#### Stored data

= = = = =

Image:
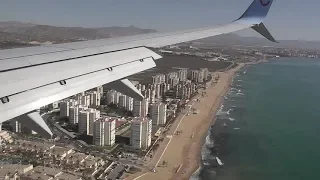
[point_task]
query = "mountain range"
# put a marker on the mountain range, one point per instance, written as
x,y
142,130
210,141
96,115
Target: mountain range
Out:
x,y
17,34
234,39
11,31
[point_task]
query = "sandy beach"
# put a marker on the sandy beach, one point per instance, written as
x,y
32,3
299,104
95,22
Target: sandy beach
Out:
x,y
182,151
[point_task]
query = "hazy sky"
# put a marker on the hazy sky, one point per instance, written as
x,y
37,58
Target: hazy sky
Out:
x,y
287,19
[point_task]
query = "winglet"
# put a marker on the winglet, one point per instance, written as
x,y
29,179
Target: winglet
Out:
x,y
124,86
261,29
255,14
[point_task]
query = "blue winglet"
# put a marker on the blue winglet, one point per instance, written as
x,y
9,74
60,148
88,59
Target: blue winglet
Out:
x,y
256,12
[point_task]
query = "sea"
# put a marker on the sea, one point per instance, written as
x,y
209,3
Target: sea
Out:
x,y
268,127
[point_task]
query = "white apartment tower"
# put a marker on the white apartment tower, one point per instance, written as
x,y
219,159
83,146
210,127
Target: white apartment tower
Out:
x,y
155,111
104,132
74,114
163,114
93,115
141,130
64,108
129,103
144,107
136,108
122,101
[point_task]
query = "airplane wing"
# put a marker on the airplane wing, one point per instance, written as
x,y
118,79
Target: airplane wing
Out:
x,y
36,76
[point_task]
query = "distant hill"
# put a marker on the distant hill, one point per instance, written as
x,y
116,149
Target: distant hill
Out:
x,y
21,34
11,31
233,39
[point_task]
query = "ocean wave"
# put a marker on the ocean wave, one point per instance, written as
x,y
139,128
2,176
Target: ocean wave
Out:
x,y
196,174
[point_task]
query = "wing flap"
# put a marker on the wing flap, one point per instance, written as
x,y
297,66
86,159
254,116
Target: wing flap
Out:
x,y
33,99
28,78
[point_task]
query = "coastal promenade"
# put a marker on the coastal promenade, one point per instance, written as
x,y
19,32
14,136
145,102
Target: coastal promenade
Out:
x,y
182,151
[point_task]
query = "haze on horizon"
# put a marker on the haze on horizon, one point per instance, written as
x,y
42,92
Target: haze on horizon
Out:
x,y
287,20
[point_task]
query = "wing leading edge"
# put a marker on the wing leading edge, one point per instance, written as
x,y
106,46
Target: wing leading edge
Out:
x,y
36,76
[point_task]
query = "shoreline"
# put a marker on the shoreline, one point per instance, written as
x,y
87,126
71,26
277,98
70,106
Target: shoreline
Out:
x,y
212,117
183,152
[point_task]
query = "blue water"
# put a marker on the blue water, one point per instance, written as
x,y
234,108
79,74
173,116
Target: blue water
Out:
x,y
275,108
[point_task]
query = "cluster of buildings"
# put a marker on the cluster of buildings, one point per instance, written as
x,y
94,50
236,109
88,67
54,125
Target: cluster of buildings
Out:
x,y
54,162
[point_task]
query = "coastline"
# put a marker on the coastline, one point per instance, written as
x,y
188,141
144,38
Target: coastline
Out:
x,y
211,118
183,152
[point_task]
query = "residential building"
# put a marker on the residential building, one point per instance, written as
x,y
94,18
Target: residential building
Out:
x,y
104,132
141,130
84,122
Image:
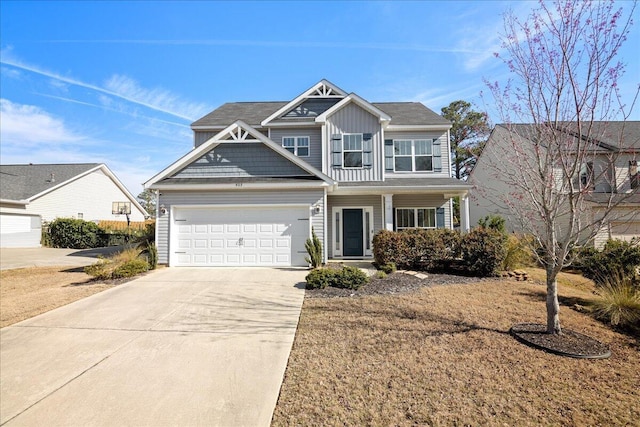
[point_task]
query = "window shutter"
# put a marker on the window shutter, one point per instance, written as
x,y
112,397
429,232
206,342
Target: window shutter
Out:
x,y
367,151
440,218
437,155
388,155
336,150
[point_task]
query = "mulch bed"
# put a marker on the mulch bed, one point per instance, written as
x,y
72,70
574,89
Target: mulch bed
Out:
x,y
396,283
569,343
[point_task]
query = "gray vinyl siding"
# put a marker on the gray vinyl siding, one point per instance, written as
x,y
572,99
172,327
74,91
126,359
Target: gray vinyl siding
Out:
x,y
444,147
241,160
173,198
315,142
352,201
353,119
424,201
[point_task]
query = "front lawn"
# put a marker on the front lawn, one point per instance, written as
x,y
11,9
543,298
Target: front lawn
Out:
x,y
443,356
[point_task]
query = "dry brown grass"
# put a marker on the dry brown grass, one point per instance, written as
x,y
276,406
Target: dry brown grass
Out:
x,y
443,356
27,292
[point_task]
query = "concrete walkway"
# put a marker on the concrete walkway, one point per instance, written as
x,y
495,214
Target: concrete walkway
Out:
x,y
44,257
178,347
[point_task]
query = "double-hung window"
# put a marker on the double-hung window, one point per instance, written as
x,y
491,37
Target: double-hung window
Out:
x,y
413,155
298,145
352,150
415,218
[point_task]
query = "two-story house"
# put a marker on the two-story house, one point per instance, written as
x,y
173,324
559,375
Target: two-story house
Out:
x,y
607,179
262,175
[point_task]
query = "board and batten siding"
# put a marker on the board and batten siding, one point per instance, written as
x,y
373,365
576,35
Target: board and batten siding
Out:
x,y
315,142
91,195
354,119
374,201
211,199
444,151
241,159
424,201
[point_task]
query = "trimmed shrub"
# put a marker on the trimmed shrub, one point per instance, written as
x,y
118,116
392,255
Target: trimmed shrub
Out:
x,y
416,249
130,268
483,251
320,278
314,249
74,234
617,258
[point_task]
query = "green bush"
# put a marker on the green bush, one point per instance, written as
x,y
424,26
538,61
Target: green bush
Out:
x,y
320,278
74,234
416,249
617,258
314,249
618,301
483,251
130,268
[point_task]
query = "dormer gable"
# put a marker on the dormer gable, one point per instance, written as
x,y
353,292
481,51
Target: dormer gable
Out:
x,y
309,104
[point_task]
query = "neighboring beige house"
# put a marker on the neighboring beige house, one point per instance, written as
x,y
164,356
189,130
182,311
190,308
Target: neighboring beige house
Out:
x,y
262,175
609,176
32,194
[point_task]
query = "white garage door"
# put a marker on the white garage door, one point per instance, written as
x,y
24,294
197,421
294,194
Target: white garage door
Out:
x,y
625,230
266,236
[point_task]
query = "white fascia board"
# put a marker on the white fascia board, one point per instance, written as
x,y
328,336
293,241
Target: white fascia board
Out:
x,y
352,97
245,186
301,98
15,202
392,128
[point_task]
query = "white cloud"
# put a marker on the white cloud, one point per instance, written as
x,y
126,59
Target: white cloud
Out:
x,y
27,125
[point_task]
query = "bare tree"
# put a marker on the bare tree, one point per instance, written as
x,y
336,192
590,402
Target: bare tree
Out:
x,y
564,71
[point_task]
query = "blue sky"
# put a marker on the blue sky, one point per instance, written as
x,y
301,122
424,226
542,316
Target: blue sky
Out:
x,y
120,82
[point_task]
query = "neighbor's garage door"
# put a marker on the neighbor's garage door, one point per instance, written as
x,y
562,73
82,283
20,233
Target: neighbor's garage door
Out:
x,y
266,236
625,230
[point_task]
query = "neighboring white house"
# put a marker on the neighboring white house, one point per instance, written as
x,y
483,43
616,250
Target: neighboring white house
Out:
x,y
32,194
262,175
608,177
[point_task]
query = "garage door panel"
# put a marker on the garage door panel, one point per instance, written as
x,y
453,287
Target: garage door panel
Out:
x,y
235,237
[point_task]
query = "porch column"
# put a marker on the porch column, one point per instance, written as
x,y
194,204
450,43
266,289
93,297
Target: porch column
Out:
x,y
388,211
464,214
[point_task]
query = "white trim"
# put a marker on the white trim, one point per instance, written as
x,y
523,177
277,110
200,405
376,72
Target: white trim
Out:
x,y
241,186
352,97
304,95
108,173
296,146
337,231
243,130
415,217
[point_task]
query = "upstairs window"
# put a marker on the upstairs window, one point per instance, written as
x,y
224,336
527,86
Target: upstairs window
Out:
x,y
587,176
298,145
634,176
352,150
415,218
413,155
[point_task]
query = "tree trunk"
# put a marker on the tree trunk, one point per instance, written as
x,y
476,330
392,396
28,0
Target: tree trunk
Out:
x,y
553,307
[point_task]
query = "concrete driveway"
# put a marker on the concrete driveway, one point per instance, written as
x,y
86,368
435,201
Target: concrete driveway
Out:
x,y
44,257
178,347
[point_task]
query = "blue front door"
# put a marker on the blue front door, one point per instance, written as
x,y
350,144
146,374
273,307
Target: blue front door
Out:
x,y
352,232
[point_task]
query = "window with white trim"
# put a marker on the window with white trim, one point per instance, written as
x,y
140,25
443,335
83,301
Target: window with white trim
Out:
x,y
298,145
352,150
413,155
415,218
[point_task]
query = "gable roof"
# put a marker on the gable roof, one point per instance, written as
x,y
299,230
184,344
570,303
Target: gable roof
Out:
x,y
28,182
238,132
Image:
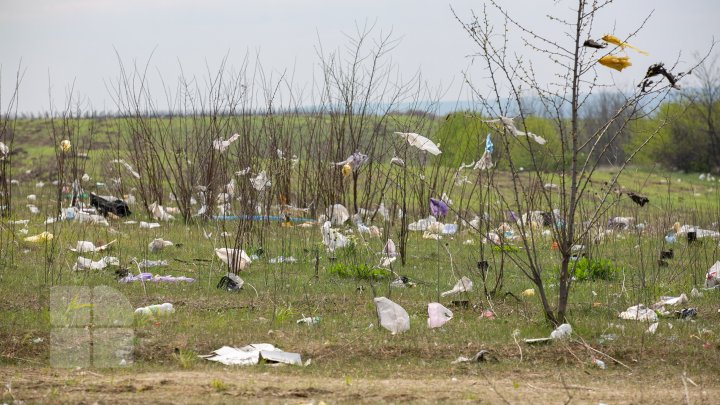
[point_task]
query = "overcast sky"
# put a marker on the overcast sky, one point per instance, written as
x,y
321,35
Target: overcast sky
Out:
x,y
64,41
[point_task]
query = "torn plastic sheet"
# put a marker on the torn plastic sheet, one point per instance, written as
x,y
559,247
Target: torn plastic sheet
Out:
x,y
438,315
639,313
84,246
252,354
463,285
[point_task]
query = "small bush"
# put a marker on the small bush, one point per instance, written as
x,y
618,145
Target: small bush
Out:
x,y
359,271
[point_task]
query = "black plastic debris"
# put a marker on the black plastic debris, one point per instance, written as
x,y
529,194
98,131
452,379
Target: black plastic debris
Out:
x,y
591,43
117,207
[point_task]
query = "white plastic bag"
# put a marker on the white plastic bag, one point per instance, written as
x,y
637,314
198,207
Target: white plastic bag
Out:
x,y
464,285
438,315
392,316
639,313
562,332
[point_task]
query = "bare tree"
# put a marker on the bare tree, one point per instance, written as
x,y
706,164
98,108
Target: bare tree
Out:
x,y
510,79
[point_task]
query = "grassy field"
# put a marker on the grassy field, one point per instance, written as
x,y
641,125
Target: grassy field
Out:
x,y
351,357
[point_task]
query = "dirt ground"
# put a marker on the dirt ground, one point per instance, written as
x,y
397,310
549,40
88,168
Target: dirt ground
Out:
x,y
233,385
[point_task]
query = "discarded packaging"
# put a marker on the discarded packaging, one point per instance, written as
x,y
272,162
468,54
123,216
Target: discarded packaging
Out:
x,y
712,278
682,299
309,320
149,225
463,285
562,332
157,309
639,313
438,315
686,313
252,354
83,263
84,246
43,237
236,259
149,277
152,263
159,244
231,282
392,316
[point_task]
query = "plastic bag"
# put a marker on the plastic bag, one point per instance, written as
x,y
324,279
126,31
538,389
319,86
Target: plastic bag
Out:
x,y
464,285
712,278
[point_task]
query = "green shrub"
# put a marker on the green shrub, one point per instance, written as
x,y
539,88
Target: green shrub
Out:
x,y
602,269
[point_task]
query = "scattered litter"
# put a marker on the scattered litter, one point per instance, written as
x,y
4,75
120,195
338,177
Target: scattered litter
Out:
x,y
332,239
149,277
127,167
712,278
402,281
464,285
261,181
109,206
230,282
639,313
157,309
608,337
43,237
535,341
84,246
282,259
159,244
309,320
159,213
222,144
236,259
151,263
686,313
562,332
392,316
83,263
252,354
599,363
479,357
438,315
682,299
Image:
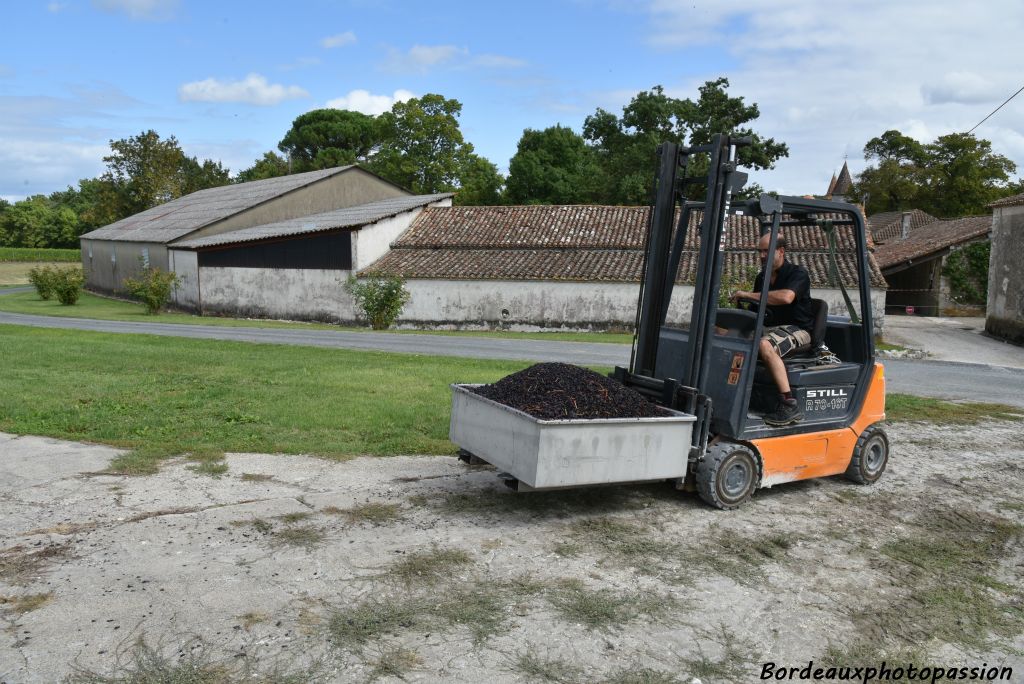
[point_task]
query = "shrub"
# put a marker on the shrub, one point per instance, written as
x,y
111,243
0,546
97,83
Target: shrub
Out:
x,y
380,298
153,288
68,284
42,279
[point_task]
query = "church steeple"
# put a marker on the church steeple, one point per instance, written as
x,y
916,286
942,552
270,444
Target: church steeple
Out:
x,y
843,183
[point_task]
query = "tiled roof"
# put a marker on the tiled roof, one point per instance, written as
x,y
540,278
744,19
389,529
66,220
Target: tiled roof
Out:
x,y
339,218
928,240
888,226
1009,202
583,244
176,218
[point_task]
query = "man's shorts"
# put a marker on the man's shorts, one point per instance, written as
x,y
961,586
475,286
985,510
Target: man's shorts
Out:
x,y
786,338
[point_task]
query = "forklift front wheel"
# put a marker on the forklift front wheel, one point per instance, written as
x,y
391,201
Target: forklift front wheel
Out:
x,y
870,456
727,475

= = = = =

#### Exercise prompt
Please report each line above that contains the string "siding".

#### Worked answer
query = "gray vinyl siding"
# put a marker on the gray vinyl siding, one point per instance, written as
Target: gray vinyl siding
query = "board and batten siding"
# put a marker on the board and batten siding, one point per instance, written as
Target: board and batten siding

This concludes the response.